>>>>>

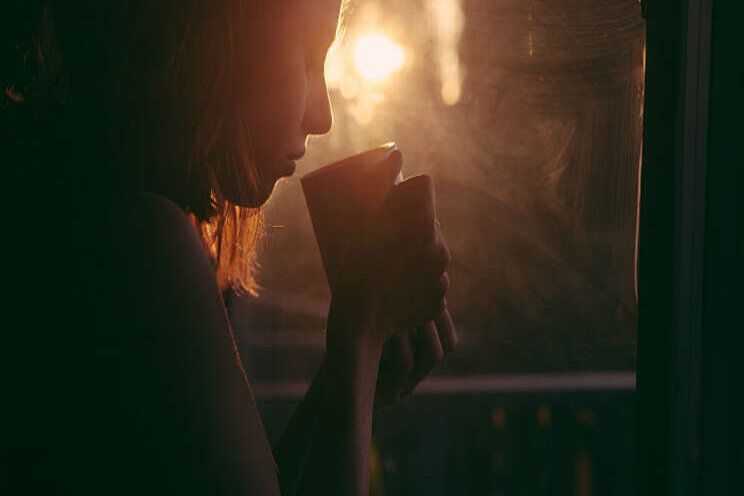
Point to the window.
(528, 116)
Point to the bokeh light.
(376, 57)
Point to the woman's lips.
(287, 168)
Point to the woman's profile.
(142, 138)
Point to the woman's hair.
(104, 97)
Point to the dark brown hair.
(137, 95)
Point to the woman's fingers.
(396, 366)
(446, 330)
(429, 353)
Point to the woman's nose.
(318, 117)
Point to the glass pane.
(528, 116)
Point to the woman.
(151, 133)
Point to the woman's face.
(287, 99)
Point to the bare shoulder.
(179, 359)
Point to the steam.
(448, 20)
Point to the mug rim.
(388, 148)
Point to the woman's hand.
(409, 356)
(395, 275)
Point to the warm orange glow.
(376, 57)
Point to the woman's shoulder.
(143, 224)
(152, 253)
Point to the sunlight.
(376, 57)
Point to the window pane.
(527, 114)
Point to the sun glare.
(376, 57)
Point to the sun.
(376, 57)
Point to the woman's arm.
(183, 414)
(325, 448)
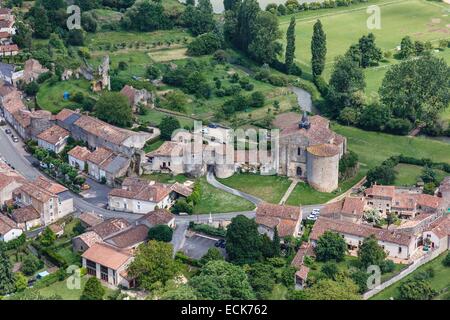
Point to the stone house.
(103, 164)
(8, 229)
(108, 264)
(26, 218)
(50, 199)
(77, 157)
(53, 139)
(287, 219)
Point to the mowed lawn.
(440, 280)
(375, 147)
(267, 188)
(217, 201)
(345, 26)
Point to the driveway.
(197, 246)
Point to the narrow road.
(212, 181)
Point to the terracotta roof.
(90, 219)
(380, 191)
(302, 273)
(64, 114)
(90, 238)
(109, 227)
(99, 155)
(6, 224)
(102, 129)
(80, 153)
(440, 227)
(25, 214)
(323, 150)
(325, 224)
(181, 189)
(139, 189)
(167, 149)
(129, 237)
(158, 216)
(107, 256)
(284, 217)
(9, 48)
(54, 134)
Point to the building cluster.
(29, 204)
(108, 246)
(424, 224)
(308, 150)
(7, 30)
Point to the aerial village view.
(224, 150)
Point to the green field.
(217, 201)
(267, 188)
(440, 281)
(50, 96)
(375, 147)
(344, 26)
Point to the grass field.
(217, 201)
(375, 147)
(440, 281)
(50, 97)
(344, 26)
(408, 175)
(267, 188)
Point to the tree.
(264, 46)
(318, 49)
(7, 283)
(160, 232)
(417, 89)
(220, 280)
(243, 241)
(346, 81)
(331, 246)
(370, 253)
(261, 279)
(47, 238)
(153, 263)
(93, 290)
(327, 289)
(120, 115)
(370, 53)
(211, 255)
(384, 175)
(416, 290)
(407, 48)
(21, 282)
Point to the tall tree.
(290, 46)
(318, 49)
(264, 46)
(7, 283)
(93, 290)
(220, 280)
(153, 263)
(346, 81)
(243, 240)
(417, 89)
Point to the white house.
(53, 139)
(78, 156)
(8, 229)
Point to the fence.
(419, 262)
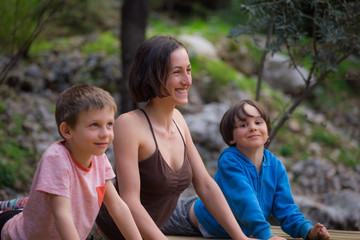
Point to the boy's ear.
(64, 129)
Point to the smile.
(182, 91)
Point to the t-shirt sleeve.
(54, 175)
(109, 172)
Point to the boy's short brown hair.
(81, 98)
(237, 111)
(150, 68)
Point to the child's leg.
(95, 233)
(13, 204)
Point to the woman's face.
(179, 80)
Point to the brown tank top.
(160, 188)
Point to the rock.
(279, 74)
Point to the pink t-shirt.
(58, 173)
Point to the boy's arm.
(62, 216)
(120, 212)
(237, 187)
(286, 211)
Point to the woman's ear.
(65, 130)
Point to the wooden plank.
(334, 235)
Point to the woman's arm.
(128, 131)
(120, 213)
(62, 216)
(208, 190)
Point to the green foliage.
(105, 42)
(321, 135)
(211, 29)
(7, 174)
(219, 75)
(18, 22)
(14, 168)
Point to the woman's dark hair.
(228, 121)
(151, 67)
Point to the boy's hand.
(276, 238)
(318, 232)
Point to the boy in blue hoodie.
(253, 180)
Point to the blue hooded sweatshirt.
(253, 197)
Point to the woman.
(155, 156)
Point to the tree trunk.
(134, 21)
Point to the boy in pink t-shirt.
(73, 175)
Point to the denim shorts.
(179, 222)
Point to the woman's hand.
(318, 232)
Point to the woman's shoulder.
(178, 117)
(133, 116)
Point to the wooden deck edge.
(334, 235)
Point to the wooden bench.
(334, 235)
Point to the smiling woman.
(155, 157)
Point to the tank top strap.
(152, 131)
(179, 132)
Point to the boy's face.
(92, 134)
(251, 133)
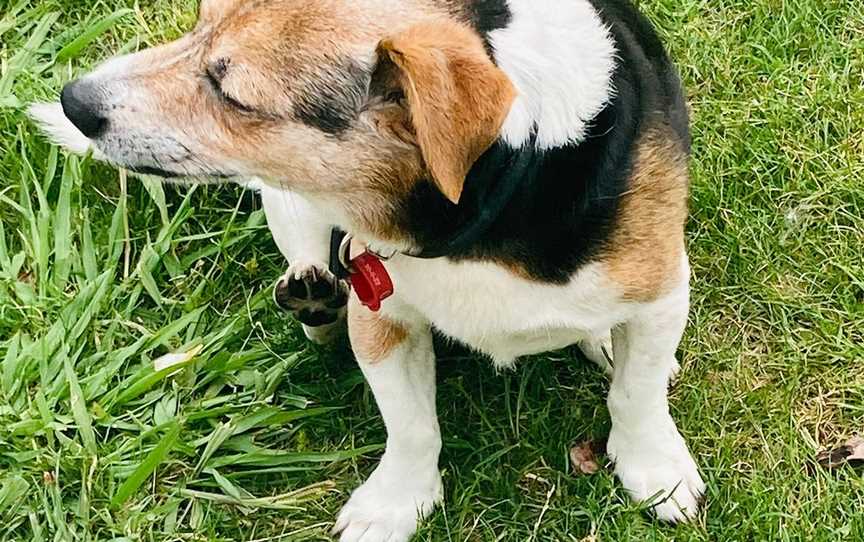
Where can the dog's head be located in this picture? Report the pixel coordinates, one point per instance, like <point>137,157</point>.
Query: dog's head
<point>351,102</point>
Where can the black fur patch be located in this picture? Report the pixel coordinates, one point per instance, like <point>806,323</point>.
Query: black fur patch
<point>332,102</point>
<point>487,16</point>
<point>564,210</point>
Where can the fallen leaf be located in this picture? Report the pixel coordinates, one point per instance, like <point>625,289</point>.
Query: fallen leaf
<point>851,453</point>
<point>584,458</point>
<point>170,360</point>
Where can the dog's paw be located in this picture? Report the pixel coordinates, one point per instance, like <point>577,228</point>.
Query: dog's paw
<point>315,297</point>
<point>387,510</point>
<point>660,471</point>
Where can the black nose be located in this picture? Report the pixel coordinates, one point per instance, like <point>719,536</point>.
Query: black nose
<point>81,106</point>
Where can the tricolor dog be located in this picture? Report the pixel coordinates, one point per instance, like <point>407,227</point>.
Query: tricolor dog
<point>516,170</point>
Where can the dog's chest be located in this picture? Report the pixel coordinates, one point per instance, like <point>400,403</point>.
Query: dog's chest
<point>496,312</point>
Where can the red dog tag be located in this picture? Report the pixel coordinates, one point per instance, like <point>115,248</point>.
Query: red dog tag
<point>370,280</point>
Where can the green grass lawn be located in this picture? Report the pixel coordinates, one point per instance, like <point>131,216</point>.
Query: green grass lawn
<point>262,436</point>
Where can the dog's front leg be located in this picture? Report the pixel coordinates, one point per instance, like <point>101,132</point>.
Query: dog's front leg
<point>398,362</point>
<point>651,458</point>
<point>308,289</point>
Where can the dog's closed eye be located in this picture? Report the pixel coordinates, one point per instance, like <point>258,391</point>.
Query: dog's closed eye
<point>215,74</point>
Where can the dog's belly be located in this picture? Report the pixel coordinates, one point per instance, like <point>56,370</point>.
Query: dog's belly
<point>496,312</point>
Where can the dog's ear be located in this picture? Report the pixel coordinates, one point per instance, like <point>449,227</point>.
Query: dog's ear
<point>444,94</point>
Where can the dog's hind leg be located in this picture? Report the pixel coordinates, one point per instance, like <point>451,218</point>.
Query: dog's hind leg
<point>308,289</point>
<point>651,458</point>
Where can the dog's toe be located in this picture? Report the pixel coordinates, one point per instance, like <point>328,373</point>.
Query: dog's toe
<point>316,297</point>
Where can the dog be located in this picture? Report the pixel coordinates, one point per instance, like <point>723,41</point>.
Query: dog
<point>510,173</point>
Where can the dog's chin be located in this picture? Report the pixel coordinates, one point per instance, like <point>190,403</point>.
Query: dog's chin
<point>52,120</point>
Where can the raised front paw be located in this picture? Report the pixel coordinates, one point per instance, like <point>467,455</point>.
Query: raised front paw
<point>382,511</point>
<point>660,470</point>
<point>315,297</point>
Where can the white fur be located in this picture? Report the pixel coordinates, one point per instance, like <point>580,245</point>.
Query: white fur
<point>303,237</point>
<point>505,316</point>
<point>651,458</point>
<point>560,57</point>
<point>406,486</point>
<point>60,129</point>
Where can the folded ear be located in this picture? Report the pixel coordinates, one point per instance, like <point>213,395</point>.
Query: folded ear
<point>456,98</point>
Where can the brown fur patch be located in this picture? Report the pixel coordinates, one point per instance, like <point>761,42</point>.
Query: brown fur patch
<point>373,336</point>
<point>457,97</point>
<point>644,255</point>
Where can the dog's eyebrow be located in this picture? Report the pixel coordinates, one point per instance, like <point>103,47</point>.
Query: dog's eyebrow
<point>218,69</point>
<point>333,100</point>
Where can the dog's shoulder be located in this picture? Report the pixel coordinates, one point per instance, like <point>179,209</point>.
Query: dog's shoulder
<point>606,179</point>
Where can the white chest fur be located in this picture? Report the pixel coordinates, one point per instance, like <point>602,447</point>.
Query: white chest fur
<point>496,312</point>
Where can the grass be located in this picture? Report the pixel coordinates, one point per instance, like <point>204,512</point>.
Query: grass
<point>260,436</point>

<<<<<

PROBLEM DESCRIPTION: Reproduce exactly the section above that begins at the line containing "Where can the tricolor" and ends at the line containing "Where can the dog's chest", leaving out all other lines.

ANSWER AREA:
Where can the tricolor dog be located in this picture? Report the pixel coordinates, one point per instance, like <point>407,227</point>.
Query: tricolor dog
<point>516,170</point>
Where can the dog's chest be located in this picture? Report the pixel coordinates, one point per instance, like <point>400,403</point>.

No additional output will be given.